However, due to the great development presented by civil construction and the growth of the furniture sector, the need for raw material also augmented, which leads to the search for other types of materials, giving rise to the alternative of reusing agro-industry waste. A combination of agro-industrial residues particles and adhesives can presented a high potential for application as an eco-friendly, such as interior applications [4]. Among the lignocellulosic residues with potential for use in the production of MDP are: sugarcane bagasse, rice husk, peanut husk, among others. Some researches carried out studies with the employment of sugarcane bagasse in the production of MDP panels reported its ability for being utilised [3,5,6,7,8],. Furthermore, the use of sugarcane bagasse makes it possible to reduce the large-scale use of wood.

The environmental benefits verified with the use of waste depend on variables, such as: the environmental aspects of the waste life cycle, the amount of waste used in the production of panels, the allocation criterion adopted in the life cycle assessment (LCA), and the distance in the transport route from waste to the panel factory. Therefore, to assert the environmental viability of using waste in the production of wood panels, each case must be analysed [9], considering that bagasse particleboard is a good candidate to substitute conventional wood particleboard due to its better environmental performance [1].

To make it possible to reuse the material, it is important to consider its life cycle, considering all the steps from the extraction of material and energy resources to the final disposal in the environment, from the cradle to the gate.

Being aware the impacts on the environment caused using waste, the LCA methodology was shown to be a practice that was increasingly studied and improved. This methodology is based on the study of the environmental contributions of each individual stage of a system or product, through the analysis of the quantitative inputs of energy and necessary inputs and the outputs of waste and emissions to the environment [10]. To guide better choices of products and materials contributing to sustainability, the LCA methodology plays an important role, as it promotes a broader and more consistent view of the impacts generated in all stages of the production of a product.

Task statement:
Update the text on reusing waste in wood panel production from "The environmental benefits" up to and including "environmental performance [1].", putting "shipping route" in place of "transport route".

Data:
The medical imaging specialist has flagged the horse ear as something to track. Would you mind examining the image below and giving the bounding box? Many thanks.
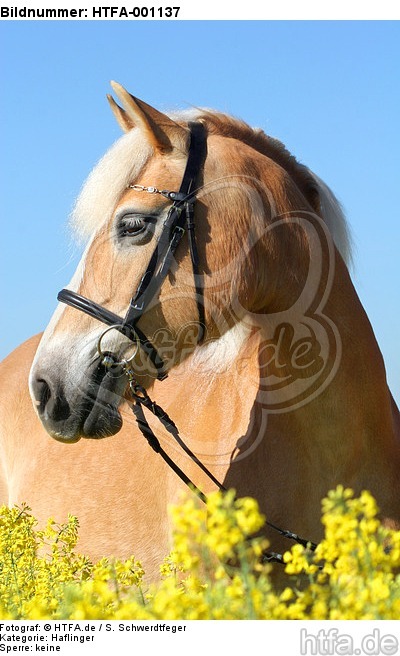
[109,82,188,152]
[107,93,135,132]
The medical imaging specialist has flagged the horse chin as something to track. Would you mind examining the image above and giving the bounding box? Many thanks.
[43,404,122,444]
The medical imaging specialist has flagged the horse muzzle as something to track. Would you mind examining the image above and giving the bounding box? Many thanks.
[30,358,127,442]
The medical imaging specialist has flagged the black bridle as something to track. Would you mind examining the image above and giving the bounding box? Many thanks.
[57,123,317,563]
[57,123,207,380]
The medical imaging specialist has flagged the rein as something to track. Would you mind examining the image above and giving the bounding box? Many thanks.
[57,123,317,563]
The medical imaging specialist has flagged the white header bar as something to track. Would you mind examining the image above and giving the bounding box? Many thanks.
[1,0,400,21]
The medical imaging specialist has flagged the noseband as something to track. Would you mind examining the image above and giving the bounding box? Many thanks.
[57,123,207,380]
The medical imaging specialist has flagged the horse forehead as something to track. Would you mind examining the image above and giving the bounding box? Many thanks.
[70,130,152,240]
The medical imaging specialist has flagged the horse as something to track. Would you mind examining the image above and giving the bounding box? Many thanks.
[0,83,400,579]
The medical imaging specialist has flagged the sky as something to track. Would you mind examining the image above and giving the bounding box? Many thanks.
[0,20,400,402]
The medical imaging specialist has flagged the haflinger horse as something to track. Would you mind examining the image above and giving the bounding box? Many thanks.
[0,83,400,579]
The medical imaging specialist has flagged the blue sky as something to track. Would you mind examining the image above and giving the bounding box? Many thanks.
[0,21,400,401]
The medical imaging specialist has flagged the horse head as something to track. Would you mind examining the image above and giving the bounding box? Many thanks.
[30,83,346,442]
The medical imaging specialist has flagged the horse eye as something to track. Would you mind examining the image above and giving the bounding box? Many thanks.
[118,215,148,237]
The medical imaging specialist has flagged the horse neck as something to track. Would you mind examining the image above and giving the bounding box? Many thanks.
[154,246,400,493]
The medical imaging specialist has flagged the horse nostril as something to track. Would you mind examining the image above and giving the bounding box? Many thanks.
[33,378,70,421]
[33,378,51,415]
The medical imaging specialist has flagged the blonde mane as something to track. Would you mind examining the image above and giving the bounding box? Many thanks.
[71,109,351,265]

Written solution:
The environmental benefits verified with the use of waste depend on variables, such as: the environmental aspects of the waste life cycle, the amount of waste used in the production of panels, the allocation criterion adopted in the life cycle assessment (LCA), and the distance in the shipping route from waste to the panel factory. Therefore, to assert the environmental viability of using waste in the production of wood panels, each case must be analysed [9], considering that bagasse particleboard is a good candidate to substitute conventional wood particleboard due to its better environmental performance [1].